* **WHAT TO PRODUCE**:
Present each line of the entries below that holds the word "blonde".

───── RECORDED DATA ─────

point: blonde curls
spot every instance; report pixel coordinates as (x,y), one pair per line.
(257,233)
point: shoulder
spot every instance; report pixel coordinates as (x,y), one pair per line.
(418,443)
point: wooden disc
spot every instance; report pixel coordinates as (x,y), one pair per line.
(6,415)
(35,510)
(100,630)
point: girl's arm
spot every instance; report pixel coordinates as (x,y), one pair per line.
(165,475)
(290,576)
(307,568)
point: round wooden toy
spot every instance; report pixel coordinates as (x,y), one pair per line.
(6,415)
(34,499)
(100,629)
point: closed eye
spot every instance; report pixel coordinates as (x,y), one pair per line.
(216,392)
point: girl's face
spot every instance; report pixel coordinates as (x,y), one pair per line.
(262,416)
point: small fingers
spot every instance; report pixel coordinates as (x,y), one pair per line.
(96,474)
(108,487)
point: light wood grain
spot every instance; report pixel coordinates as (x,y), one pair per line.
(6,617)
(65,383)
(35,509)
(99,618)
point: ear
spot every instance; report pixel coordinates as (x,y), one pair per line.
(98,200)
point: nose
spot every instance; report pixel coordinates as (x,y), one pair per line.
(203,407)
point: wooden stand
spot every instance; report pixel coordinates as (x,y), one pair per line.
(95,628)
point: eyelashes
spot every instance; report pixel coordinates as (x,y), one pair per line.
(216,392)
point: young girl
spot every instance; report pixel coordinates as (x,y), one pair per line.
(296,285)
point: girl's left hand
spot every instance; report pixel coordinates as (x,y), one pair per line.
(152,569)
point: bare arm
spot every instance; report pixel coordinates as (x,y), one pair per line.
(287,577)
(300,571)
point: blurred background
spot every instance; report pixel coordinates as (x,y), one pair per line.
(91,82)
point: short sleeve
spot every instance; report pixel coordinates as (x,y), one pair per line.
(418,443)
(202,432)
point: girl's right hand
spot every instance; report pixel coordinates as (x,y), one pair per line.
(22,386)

─────
───── RECORDED DATA ─────

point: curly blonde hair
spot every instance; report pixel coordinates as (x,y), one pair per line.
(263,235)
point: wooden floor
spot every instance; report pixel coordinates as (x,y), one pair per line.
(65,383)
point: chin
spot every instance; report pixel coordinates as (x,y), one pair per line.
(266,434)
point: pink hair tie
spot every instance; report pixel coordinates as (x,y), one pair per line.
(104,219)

─────

* **RESULT OF THE EXERCISE**:
point: blonde curls
point: curly blonde hair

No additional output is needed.